[[ AVAILABLE DATA, beginning ]]

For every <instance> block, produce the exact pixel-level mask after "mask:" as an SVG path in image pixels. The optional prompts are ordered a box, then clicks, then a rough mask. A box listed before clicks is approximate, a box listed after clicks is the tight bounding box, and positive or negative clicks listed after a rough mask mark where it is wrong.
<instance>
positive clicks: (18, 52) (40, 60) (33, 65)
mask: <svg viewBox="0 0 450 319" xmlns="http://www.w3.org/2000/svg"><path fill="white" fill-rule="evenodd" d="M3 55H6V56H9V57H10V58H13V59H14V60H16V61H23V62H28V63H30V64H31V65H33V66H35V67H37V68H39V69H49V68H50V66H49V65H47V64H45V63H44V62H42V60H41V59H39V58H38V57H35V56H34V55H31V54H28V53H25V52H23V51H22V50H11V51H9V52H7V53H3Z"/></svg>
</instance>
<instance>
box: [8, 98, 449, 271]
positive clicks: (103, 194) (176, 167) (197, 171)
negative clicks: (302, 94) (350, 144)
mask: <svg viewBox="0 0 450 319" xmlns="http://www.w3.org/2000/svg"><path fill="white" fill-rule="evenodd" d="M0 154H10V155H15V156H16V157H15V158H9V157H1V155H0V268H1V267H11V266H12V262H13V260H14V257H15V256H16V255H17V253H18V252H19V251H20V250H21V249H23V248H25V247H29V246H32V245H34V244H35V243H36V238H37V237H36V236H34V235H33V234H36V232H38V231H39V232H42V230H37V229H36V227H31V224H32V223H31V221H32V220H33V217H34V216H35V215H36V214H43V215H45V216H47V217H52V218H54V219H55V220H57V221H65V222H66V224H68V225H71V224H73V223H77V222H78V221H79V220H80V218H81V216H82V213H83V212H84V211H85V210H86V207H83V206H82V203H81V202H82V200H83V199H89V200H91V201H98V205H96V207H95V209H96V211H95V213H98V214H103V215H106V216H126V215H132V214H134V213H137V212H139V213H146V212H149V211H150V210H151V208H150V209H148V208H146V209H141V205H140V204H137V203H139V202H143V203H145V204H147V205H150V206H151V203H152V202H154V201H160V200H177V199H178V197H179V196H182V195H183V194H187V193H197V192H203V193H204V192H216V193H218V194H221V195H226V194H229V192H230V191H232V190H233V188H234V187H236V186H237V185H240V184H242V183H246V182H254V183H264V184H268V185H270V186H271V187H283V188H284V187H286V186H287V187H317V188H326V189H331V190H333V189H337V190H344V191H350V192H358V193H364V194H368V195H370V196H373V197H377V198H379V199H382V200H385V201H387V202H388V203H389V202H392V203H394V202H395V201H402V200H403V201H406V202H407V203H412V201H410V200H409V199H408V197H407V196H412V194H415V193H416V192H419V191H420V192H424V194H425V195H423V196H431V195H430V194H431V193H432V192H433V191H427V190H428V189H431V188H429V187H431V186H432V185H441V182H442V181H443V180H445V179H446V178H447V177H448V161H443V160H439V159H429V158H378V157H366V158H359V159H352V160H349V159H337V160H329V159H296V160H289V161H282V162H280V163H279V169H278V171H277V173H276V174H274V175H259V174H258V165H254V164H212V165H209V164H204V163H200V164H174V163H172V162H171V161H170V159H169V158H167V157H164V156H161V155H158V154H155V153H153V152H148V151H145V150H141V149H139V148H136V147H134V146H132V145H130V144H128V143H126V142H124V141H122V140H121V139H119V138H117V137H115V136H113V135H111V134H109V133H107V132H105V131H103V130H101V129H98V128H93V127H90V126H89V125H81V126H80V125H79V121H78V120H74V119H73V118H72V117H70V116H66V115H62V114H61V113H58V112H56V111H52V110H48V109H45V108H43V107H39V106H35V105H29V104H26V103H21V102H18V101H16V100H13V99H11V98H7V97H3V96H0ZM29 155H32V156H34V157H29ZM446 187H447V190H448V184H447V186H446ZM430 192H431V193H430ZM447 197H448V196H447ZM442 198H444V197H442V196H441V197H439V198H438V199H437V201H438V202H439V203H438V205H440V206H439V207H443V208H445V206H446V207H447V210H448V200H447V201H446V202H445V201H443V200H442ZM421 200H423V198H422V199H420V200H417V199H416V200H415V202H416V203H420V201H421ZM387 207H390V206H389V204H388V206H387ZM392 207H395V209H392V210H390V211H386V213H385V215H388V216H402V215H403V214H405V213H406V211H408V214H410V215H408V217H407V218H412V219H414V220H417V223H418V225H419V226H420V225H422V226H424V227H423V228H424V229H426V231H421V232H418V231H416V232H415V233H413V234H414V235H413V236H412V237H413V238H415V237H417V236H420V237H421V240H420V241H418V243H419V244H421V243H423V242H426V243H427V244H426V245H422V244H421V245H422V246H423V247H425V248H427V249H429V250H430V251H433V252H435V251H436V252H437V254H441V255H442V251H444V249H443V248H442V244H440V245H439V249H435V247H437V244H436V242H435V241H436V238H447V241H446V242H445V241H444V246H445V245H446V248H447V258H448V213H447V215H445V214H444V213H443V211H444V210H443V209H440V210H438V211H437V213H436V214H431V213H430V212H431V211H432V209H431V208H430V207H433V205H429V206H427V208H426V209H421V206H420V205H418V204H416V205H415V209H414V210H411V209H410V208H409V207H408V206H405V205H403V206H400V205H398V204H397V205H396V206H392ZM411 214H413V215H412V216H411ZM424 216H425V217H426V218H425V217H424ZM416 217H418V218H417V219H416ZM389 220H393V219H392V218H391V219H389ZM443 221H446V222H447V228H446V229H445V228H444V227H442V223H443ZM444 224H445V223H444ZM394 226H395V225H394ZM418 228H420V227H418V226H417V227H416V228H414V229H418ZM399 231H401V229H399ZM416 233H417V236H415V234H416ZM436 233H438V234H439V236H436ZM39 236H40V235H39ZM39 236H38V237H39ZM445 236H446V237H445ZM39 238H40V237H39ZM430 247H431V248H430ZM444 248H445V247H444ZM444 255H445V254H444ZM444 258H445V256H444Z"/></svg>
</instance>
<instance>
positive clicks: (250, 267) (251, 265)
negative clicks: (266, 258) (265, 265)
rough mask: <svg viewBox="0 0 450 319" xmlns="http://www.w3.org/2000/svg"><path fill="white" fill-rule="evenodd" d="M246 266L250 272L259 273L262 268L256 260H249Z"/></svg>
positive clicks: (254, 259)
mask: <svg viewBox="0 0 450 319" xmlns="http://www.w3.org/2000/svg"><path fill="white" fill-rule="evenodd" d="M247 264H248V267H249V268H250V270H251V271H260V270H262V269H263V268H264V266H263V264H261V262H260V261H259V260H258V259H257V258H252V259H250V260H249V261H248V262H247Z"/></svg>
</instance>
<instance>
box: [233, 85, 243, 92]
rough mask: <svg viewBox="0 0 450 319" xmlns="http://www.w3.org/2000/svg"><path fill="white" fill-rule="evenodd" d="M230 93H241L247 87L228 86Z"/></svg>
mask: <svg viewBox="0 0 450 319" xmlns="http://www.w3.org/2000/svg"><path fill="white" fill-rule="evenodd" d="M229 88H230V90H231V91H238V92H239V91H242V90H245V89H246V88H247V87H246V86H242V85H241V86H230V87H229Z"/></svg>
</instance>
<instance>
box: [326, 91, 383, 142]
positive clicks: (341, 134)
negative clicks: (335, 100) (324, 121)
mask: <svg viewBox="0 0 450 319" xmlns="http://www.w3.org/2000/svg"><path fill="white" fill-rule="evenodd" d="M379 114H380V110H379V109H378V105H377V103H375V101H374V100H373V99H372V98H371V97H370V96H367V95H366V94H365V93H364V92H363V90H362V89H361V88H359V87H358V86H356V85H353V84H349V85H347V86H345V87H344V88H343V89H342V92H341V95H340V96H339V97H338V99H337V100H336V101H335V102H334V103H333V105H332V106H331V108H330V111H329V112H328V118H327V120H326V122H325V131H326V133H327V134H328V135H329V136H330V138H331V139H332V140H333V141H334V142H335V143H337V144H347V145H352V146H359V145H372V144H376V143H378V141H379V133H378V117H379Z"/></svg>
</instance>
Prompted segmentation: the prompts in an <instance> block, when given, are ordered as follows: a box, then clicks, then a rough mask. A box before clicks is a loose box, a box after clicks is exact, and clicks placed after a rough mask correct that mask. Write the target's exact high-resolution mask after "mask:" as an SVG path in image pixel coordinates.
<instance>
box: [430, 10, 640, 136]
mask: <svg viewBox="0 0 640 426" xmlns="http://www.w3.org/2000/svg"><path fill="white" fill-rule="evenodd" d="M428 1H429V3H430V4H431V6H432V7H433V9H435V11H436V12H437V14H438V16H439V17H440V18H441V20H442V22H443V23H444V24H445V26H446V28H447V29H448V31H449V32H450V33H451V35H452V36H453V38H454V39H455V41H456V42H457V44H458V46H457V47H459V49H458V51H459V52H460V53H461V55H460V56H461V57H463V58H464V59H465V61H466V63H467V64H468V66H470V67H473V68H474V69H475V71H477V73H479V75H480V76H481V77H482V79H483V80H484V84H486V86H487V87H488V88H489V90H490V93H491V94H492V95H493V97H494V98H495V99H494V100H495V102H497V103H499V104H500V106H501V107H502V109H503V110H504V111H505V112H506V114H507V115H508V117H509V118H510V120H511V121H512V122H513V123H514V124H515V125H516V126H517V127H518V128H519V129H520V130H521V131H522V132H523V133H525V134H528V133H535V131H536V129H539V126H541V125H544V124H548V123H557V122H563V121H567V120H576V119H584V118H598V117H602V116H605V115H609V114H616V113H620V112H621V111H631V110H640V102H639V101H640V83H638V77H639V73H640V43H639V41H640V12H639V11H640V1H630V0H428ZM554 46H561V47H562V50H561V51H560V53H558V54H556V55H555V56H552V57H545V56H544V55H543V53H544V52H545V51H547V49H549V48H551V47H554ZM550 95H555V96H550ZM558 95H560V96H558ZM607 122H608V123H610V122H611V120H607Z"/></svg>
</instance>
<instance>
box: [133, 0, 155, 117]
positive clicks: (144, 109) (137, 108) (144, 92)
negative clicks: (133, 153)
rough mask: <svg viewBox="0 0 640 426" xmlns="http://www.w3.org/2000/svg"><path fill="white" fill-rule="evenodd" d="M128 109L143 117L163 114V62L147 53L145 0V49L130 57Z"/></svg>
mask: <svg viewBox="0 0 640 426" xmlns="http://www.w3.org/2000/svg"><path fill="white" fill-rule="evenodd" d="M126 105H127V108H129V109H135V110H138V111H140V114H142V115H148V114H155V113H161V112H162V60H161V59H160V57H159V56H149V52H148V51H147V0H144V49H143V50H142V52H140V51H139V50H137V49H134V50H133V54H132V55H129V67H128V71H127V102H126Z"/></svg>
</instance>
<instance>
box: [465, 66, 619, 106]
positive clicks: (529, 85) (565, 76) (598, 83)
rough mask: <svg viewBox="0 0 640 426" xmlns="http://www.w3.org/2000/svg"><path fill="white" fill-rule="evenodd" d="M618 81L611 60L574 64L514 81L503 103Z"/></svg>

[[ AVAILABLE DATA, end ]]

→ **PROBLEM DESCRIPTION**: The lines to retype run from the start of the entries through the line containing "positive clicks: (103, 194)"; reproduce them exactly and add nothing.

→ **EXERCISE ANSWER**:
For every <instance> block, produce the exact pixel-level mask after "mask:" as an SVG path in image pixels. The optional prompts are ordered a box, then clicks, then a rough mask. A box listed before clicks is approximate, a box listed after clicks is the tight bounding box, and positive or negative clicks listed after a rough mask mark where it is wrong.
<instance>
positive clicks: (18, 52) (40, 60) (33, 65)
mask: <svg viewBox="0 0 450 319" xmlns="http://www.w3.org/2000/svg"><path fill="white" fill-rule="evenodd" d="M3 55H6V56H9V57H10V58H13V59H14V60H16V61H23V62H28V63H30V64H31V65H33V66H35V67H37V68H39V69H49V68H50V66H49V65H47V64H45V63H44V62H42V60H41V59H39V58H38V57H35V56H34V55H31V54H28V53H25V52H23V51H22V50H11V51H9V52H7V53H3Z"/></svg>
</instance>
<instance>
box: [8, 98, 449, 271]
positive clicks: (103, 194) (176, 167) (197, 171)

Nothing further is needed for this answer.